— What to do —
Could you set out every line of the rows below as a numbered list, leaving out any blank lines?

— Source material —
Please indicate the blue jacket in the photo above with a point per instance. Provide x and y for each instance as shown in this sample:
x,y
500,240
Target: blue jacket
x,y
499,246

— Answer to this problem —
1. Please indicate the blue jacket in the photo above with a point per instance. Provide x and y for each instance as shown in this sample:
2. x,y
3. 500,240
4. Target: blue jacket
5. x,y
6. 499,246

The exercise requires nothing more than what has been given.